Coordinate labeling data

☆ ☆ ☆

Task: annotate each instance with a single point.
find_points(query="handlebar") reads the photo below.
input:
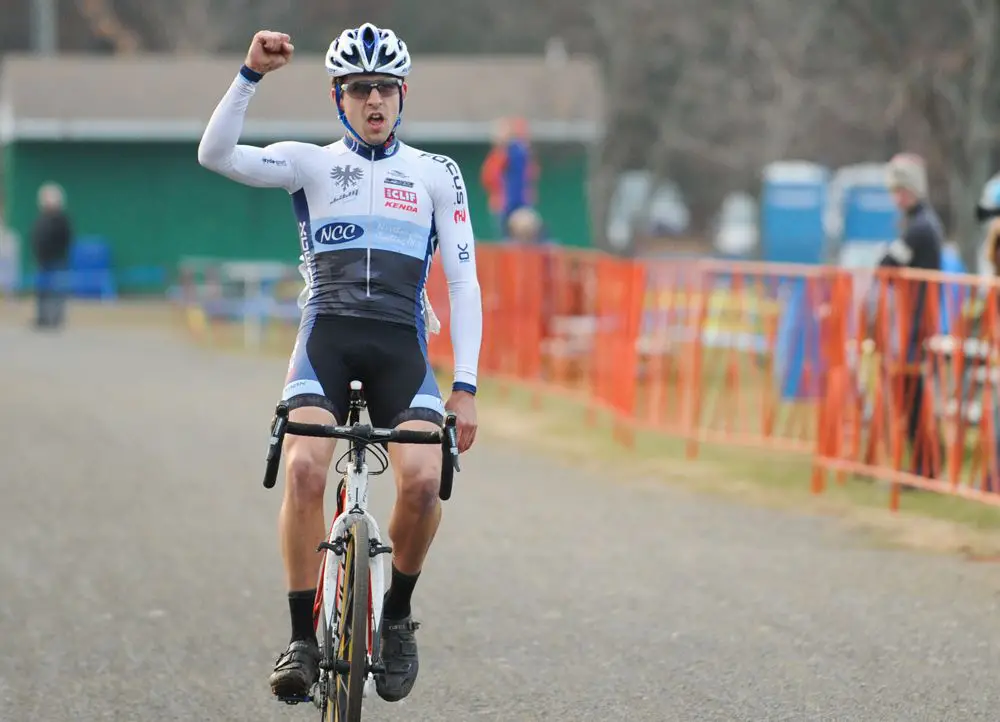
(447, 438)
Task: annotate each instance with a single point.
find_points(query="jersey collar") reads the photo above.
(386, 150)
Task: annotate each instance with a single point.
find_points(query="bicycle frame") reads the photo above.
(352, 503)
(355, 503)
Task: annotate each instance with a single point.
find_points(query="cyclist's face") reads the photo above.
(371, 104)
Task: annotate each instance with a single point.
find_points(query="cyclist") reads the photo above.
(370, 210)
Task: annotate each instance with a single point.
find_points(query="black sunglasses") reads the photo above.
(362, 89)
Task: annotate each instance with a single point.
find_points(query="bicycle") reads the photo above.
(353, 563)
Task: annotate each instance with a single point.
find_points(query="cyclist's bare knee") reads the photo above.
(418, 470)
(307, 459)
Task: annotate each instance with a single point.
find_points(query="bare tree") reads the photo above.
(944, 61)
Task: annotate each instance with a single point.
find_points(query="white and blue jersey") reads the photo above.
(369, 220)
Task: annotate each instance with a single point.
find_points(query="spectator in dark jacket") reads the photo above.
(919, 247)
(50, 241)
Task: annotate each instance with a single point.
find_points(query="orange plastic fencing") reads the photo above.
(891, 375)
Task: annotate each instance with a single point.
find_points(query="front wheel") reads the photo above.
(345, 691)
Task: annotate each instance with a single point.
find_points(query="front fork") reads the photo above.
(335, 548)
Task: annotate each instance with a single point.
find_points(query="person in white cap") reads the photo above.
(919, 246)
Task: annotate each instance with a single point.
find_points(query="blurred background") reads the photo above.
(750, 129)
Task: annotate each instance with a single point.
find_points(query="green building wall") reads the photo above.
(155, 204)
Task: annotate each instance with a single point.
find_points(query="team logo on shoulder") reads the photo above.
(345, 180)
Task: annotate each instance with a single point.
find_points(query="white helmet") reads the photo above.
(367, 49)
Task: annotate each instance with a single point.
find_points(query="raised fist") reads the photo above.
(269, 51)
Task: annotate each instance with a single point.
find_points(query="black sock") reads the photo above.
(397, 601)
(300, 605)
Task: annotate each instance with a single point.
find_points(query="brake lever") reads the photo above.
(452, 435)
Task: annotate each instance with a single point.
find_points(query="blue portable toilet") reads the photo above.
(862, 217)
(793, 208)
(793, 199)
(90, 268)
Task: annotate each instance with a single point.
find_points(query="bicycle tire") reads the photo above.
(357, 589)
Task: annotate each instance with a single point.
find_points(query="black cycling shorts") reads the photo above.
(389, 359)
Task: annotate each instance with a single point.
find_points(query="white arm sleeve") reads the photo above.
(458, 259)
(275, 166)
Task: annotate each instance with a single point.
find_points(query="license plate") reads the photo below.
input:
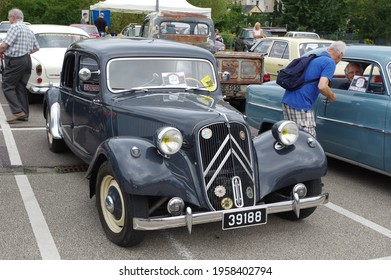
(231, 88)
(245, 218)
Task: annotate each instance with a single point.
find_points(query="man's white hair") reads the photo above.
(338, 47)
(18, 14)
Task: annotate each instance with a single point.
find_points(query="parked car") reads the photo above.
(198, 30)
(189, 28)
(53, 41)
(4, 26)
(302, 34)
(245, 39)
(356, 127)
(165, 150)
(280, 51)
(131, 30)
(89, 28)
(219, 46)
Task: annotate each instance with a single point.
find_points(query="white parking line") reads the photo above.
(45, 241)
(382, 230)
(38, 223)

☆ ☆ ☆

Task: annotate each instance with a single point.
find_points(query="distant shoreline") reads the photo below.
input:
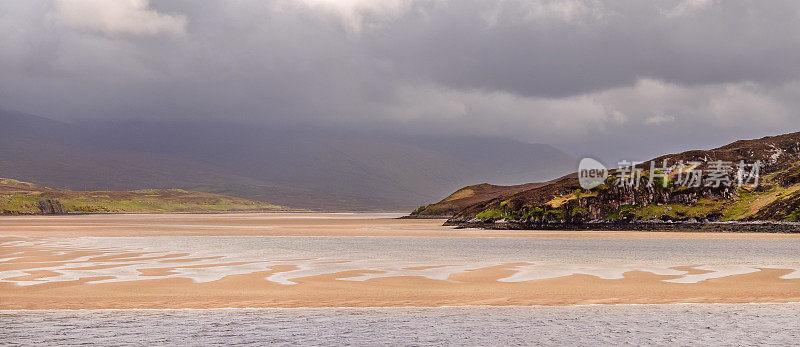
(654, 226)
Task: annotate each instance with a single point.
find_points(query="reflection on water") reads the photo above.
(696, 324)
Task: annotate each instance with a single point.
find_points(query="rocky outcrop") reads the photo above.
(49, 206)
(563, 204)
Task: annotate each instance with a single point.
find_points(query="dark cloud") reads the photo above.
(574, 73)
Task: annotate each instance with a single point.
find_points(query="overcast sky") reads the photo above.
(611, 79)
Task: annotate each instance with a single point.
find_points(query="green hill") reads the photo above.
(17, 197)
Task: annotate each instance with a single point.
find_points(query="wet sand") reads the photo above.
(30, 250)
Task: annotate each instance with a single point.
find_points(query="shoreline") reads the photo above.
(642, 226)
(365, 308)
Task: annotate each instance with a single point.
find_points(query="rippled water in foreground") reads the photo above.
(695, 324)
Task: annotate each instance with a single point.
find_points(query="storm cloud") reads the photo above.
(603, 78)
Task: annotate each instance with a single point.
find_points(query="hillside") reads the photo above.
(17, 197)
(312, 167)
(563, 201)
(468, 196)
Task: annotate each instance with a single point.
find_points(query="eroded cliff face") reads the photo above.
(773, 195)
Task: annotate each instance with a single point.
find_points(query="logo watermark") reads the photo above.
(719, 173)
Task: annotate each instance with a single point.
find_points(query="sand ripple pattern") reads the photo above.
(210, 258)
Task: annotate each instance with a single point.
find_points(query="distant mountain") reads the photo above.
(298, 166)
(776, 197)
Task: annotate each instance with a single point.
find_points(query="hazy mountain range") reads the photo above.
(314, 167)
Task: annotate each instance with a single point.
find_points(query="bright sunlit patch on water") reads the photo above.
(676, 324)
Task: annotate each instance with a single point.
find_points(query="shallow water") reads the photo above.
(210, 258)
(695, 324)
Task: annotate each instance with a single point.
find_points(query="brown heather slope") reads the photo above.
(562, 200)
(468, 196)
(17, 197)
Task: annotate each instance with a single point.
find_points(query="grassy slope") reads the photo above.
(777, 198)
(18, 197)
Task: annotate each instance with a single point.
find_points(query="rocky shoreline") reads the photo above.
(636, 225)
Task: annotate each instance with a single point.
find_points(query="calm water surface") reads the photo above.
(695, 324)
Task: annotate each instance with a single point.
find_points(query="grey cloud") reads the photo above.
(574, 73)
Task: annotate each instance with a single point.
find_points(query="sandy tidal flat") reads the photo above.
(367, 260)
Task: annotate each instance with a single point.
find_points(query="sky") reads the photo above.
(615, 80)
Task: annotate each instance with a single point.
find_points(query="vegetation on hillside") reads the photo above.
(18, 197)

☆ ☆ ☆

Task prompt
Select every line in the rows above that contains the word "cyclist" and copy each of those lines.

Answer below
find_points(query="cyclist's face") reads the photo above.
find_points(query="cyclist") reads the photo above.
find_points(query="cyclist's bare knee") reads the photo above.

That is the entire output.